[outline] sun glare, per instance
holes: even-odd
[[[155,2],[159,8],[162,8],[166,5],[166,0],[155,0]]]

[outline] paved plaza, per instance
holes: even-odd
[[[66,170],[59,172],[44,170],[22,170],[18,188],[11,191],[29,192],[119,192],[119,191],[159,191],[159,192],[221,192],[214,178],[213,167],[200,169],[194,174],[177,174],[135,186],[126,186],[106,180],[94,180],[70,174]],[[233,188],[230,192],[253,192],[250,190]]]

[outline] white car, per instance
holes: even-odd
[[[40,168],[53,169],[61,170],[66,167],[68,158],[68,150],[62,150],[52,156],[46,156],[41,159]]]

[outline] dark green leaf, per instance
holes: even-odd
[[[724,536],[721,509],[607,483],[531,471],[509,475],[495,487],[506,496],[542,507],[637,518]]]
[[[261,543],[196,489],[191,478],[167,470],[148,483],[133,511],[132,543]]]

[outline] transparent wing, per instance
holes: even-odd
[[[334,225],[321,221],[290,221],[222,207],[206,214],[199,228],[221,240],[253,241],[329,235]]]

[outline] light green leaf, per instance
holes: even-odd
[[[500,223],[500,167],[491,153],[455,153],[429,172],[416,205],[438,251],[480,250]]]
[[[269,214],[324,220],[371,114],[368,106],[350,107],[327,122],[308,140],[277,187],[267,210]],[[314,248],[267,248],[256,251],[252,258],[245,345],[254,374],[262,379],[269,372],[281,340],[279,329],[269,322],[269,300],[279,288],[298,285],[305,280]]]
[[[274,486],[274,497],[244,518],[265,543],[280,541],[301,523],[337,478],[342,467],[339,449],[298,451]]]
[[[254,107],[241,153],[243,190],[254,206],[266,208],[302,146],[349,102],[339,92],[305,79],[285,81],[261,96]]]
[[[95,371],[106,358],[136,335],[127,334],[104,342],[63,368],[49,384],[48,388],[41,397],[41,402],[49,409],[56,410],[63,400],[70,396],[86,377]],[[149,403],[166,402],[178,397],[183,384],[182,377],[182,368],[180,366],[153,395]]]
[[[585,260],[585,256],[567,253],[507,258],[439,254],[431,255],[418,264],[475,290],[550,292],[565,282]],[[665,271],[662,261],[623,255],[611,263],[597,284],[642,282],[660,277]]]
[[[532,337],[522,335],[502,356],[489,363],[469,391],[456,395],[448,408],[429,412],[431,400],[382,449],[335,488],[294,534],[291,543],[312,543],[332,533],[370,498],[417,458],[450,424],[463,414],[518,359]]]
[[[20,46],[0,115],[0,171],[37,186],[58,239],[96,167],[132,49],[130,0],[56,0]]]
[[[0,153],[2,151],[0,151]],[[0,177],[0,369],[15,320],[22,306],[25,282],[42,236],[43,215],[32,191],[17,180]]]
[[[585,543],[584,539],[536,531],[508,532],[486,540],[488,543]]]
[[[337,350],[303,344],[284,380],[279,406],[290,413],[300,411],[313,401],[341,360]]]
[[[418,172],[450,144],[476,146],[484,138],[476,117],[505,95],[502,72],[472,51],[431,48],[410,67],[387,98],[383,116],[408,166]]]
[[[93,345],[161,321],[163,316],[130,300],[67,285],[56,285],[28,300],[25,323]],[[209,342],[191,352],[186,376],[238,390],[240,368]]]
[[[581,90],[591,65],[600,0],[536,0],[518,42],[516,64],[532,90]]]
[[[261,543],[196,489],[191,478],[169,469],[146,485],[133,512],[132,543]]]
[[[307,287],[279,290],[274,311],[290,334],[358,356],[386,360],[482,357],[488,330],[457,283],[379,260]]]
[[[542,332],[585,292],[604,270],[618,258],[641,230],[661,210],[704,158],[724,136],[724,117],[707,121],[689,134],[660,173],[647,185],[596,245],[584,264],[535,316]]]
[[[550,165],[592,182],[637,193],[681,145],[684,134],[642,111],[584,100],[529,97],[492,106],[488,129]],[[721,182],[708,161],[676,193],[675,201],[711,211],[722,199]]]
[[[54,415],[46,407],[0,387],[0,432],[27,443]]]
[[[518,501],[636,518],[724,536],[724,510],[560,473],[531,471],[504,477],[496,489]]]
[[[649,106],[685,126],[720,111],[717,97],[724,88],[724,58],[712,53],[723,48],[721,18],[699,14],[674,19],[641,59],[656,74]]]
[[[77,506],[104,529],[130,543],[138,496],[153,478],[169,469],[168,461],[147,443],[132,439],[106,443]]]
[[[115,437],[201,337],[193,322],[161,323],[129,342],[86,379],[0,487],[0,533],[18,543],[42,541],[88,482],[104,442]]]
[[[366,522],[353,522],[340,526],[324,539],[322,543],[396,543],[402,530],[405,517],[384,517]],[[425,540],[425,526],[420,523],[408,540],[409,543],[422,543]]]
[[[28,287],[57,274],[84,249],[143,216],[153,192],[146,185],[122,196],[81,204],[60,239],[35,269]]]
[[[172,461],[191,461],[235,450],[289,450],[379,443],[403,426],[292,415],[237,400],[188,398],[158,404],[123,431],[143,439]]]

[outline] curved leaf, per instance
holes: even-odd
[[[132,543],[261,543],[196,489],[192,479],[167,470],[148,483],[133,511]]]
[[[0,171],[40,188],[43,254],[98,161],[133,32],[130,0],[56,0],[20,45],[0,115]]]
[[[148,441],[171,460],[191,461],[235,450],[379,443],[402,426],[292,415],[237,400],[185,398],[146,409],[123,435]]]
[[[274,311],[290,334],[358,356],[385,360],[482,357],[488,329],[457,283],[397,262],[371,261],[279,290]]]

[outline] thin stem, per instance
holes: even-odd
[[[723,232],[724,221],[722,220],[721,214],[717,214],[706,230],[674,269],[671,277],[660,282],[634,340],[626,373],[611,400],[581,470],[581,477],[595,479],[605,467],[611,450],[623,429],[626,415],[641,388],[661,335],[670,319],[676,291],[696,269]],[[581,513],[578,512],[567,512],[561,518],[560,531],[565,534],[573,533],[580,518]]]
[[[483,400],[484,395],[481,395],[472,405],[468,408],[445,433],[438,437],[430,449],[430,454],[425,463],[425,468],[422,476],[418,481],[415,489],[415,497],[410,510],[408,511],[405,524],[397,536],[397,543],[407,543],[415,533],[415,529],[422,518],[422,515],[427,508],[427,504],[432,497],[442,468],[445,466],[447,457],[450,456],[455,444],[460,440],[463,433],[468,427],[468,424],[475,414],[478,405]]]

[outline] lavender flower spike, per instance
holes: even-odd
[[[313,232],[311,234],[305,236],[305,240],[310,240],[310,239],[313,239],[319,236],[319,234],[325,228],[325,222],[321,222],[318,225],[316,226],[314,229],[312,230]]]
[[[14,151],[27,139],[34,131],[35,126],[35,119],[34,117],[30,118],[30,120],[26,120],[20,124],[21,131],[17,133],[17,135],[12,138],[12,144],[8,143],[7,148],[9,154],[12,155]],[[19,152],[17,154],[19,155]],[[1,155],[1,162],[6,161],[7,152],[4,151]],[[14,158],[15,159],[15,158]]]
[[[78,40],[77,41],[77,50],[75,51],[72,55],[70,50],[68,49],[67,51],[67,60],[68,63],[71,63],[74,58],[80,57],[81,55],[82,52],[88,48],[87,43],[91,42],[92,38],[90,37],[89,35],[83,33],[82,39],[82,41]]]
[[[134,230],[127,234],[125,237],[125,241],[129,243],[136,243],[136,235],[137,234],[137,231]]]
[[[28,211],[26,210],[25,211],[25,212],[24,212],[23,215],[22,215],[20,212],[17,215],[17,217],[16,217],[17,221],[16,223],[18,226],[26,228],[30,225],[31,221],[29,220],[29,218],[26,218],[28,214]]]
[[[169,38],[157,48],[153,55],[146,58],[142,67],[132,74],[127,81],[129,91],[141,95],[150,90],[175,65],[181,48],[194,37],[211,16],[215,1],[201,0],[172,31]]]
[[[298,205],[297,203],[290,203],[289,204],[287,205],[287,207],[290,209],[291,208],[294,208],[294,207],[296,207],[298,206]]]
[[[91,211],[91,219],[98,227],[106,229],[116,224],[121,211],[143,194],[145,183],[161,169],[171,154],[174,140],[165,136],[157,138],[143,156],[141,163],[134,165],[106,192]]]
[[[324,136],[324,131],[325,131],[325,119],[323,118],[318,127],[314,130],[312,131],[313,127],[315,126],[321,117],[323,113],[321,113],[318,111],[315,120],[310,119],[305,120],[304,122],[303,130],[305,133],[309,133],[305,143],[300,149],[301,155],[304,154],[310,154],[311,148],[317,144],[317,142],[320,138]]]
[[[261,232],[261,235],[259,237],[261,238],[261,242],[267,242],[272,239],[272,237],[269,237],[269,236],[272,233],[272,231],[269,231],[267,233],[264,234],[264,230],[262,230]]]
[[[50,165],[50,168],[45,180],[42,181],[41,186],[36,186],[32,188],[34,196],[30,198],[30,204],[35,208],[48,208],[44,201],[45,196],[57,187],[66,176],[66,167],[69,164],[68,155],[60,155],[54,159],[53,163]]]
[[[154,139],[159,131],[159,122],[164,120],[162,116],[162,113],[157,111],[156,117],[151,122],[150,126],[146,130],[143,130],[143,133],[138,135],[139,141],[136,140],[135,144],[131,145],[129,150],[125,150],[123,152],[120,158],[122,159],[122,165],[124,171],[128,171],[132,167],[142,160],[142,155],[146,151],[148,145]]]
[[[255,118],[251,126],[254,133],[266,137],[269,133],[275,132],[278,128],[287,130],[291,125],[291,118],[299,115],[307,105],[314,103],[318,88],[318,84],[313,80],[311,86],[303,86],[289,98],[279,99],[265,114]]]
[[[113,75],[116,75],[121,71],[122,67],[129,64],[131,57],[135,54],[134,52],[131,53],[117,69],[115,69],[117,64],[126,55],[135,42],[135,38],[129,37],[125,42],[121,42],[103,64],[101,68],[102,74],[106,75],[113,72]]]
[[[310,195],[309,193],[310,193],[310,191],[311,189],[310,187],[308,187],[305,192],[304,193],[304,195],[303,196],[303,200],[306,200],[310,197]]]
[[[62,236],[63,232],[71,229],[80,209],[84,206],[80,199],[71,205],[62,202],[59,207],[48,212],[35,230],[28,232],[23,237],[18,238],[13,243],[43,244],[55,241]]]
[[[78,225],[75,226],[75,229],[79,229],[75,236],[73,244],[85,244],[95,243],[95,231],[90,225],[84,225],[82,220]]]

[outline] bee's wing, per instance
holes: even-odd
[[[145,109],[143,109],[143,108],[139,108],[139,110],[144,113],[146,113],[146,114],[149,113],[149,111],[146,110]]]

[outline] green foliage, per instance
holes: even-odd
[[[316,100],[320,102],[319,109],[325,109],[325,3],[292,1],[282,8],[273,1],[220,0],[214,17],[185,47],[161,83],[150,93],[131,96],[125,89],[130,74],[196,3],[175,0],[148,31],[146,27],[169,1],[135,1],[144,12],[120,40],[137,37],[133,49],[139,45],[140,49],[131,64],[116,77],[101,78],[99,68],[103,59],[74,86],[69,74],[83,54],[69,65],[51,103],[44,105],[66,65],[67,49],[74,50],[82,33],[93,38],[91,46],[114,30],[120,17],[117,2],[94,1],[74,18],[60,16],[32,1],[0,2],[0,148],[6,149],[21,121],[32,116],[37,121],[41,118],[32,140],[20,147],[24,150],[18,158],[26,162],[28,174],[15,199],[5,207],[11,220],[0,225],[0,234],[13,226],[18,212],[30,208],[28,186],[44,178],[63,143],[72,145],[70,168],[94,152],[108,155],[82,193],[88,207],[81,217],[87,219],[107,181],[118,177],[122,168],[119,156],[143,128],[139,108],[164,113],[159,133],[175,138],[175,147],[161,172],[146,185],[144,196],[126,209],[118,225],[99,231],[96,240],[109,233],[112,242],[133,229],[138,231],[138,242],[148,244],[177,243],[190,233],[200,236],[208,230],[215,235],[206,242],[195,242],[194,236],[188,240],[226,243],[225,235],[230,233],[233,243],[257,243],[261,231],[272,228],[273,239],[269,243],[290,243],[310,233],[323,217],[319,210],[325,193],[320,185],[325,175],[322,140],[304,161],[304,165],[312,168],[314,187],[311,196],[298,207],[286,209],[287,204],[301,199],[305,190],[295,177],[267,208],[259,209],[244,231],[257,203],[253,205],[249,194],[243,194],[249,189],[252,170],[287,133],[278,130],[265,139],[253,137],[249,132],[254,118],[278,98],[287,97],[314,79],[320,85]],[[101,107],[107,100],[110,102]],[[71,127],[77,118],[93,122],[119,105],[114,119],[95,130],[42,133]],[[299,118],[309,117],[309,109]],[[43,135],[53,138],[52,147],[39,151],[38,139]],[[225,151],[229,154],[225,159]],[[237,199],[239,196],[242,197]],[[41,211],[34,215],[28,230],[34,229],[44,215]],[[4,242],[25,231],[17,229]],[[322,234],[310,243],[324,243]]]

__TASK GOAL__: Pick out every line in the records above that contains the string "wing".

__OUTPUT FOR THIS EXERCISE__:
[outline] transparent wing, per instance
[outline] bee's wing, per instance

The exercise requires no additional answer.